Parenting Beliefs & Behaviors: What Matters Most (page 2)
Educators know well what research continues to show: school success is significantly improved when parents are full partners in children's learning. How can schools help families support learning? Educators need to recognize the many ways families contribute to children's learning, and offer a range of supports. No single parent or family factor has been found to predict school readiness and achievement. Rather, a pattern of parent beliefs and behaviors shapes family learning environments.Three dimensions are particularly important to early school success.
Family verbal environment: Children's everyday experience with language is a powerful predictor of academic success. It is especially valuable for children to have conversations at home that:
- involve increasingly diverse words and sentence structures;
- support the child's expression of ideas and enable the child to help guide the interaction;
- provide the child with choices.
Family mealtimes and shared book reading are great opportunities for meaningful conversation. Studies show it is helpful for children to retell activities, and to extend discussion of a book to their lives and interests. Adults can help by asking open questions. Children learn more by answering a question with many possible responses ("What happened at school today?") rather than a "yes/no" question ("Did you have a good day at school?").

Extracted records

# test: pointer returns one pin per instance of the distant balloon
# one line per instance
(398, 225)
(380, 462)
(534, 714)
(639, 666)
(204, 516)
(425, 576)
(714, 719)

Objective 1
Answer these questions from the parenting beliefs page:
(a) What has no single parent or family factor been found to predict?
(b) Which two family settings are called great opportunities for meaningful conversation?
(c) How can adults help, according to the page?
Objective 2
Rewrite the passage of the parenting beliefs page between "Parenting Beliefs &" and "early school success.", inclusive, swapping "readiness" for "preparedness".
Objective 3
Does each statement agree with the parenting beliefs page? Answer yes or no, and quote the deciding words.
(a) A single family factor has been found to predict school readiness.
(b) It is helpful for children to retell activities.
(c) Children learn more from yes/no questions than from questions with many possible responses.
The listing has no connection to the parenting beliefs page.

Final result 1
(a) School readiness and achievement.
(b) Family mealtimes and shared book reading.
(c) By asking open questions.

Final result 2
Parenting Beliefs & Behaviors: What Matters Most (page 2)
Educators know well what research continues to show: school success is significantly improved when parents are full partners in children's learning. How can schools help families support learning? Educators need to recognize the many ways families contribute to children's learning, and offer a range of supports. No single parent or family factor has been found to predict school preparedness and achievement. Rather, a pattern of parent beliefs and behaviors shapes family learning environments.Three dimensions are particularly important to early school success.

Final result 3
(a) No: "No single parent or family factor has been found to predict school readiness and achievement."
(b) Yes: "Studies show it is helpful for children to retell activities"
(c) No: "Children learn more by answering a question with many possible responses ("What happened at school today?") rather than a "yes/no" question"